* Start Provided records *

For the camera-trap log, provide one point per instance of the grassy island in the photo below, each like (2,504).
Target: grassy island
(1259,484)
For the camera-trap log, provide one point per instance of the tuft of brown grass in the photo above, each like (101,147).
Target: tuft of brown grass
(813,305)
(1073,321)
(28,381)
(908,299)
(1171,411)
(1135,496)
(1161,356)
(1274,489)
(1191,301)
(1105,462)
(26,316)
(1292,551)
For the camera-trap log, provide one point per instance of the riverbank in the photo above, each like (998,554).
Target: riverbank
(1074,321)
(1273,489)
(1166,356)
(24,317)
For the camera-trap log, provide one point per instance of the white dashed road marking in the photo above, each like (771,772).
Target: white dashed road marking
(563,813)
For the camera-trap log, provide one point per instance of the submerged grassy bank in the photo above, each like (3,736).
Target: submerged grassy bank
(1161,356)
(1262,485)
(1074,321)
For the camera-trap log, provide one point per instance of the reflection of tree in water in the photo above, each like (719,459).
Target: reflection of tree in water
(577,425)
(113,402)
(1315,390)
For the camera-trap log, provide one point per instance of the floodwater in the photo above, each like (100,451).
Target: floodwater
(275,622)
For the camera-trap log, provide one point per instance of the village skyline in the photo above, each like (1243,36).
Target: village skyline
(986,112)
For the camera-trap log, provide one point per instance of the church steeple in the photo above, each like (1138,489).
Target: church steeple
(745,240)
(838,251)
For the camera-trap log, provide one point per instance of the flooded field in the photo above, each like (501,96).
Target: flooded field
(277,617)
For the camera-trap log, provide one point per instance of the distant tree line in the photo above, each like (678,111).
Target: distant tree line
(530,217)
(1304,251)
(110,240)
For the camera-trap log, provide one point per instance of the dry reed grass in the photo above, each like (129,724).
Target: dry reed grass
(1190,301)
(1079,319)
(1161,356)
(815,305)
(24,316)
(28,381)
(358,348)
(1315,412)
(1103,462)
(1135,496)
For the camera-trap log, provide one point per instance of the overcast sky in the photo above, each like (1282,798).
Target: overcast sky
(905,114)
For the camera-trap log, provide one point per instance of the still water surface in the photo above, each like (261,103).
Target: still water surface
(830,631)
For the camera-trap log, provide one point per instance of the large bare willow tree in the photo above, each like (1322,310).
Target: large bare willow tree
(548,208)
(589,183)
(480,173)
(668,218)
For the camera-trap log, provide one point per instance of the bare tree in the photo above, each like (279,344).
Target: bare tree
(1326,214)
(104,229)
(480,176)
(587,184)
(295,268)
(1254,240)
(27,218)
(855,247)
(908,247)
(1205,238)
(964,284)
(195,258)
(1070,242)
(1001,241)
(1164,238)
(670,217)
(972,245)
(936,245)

* End Provided records *

- _Given exercise_
Can you edit the lines above so every "camera-trap log" reads "field survey log" and nothing else changes?

- _Response to this task_
For the field survey log, provide one point per instance of the grassy island in the photo below, each like (2,504).
Target: grassy island
(1259,484)
For the field survey log, provide one point per instance of the tuft of brown grass in the photo above, each like (101,147).
Target: tuft of brown grass
(813,305)
(1073,321)
(28,381)
(908,299)
(1171,411)
(1135,496)
(1161,356)
(1274,489)
(1191,301)
(1105,462)
(26,316)
(1292,551)
For the field survey log, provide one point per instance of the riverbank in the photo above, each like (998,554).
Target: riverbank
(1074,321)
(1273,489)
(1166,356)
(24,317)
For the field survey log, provide one point per instance of the white dashed road marking in the photo above, each like (771,772).
Target: white dashed road marking
(563,813)
For the field survey log, provide one point per instance of the submerged grassy bank in the photo above, each like (3,736).
Target: submerged grassy bank
(1161,356)
(1262,485)
(1074,321)
For the field survey log, provide one point per instance of the reflection of tree in water in the photo above, each like (719,459).
Target: reflection of tree in water
(577,425)
(113,402)
(1315,390)
For the field survey log, provide one point per instance of the floodwater in the photo above, each like (100,451).
Target: floodwater
(275,622)
For the field survey log, provide one point per instance of the village skyline in the photo above, each like (1243,36).
Target: village skyline
(986,112)
For the field survey log, provide one point per instance of the church steeple in the photo above, each like (1138,489).
Target: church steeple
(745,240)
(838,251)
For the field survey log, provide one point per instance of the flooded field in the photo above, each like (501,96).
Target: flooded field
(277,617)
For the field survey log, provide one point per instance of the distant tree line in the photo above, each like (678,111).
Target: distant tree line
(530,217)
(1304,251)
(110,240)
For the field survey log, provide one point per instance of the dry reed grass in the photo above, each like (129,724).
Target: dry reed grass
(1190,301)
(1079,319)
(1161,356)
(815,305)
(24,316)
(28,381)
(358,348)
(1315,412)
(1103,462)
(1135,496)
For the field survey log, provide one point per instance of the overcast sky in the photo above, each like (1282,798).
Target: overcast sky
(905,114)
For the field survey log, provide one point per instance of the still water surface in the photo above, each like (261,103).
Target: still water surface
(830,631)
For the field survey log, provide one point per instance of the large bare willow tree in the photo above, each like (1322,310).
Target: large bare willow tree
(548,208)
(589,183)
(480,173)
(668,218)
For the field survey log, provide one point per instance of the bare tree in the photo above, each like (279,344).
Target: bare tree
(1326,214)
(104,229)
(480,176)
(587,184)
(295,268)
(1254,240)
(27,218)
(855,247)
(908,247)
(1205,238)
(964,284)
(195,258)
(1070,242)
(1001,241)
(1164,238)
(670,217)
(972,245)
(936,245)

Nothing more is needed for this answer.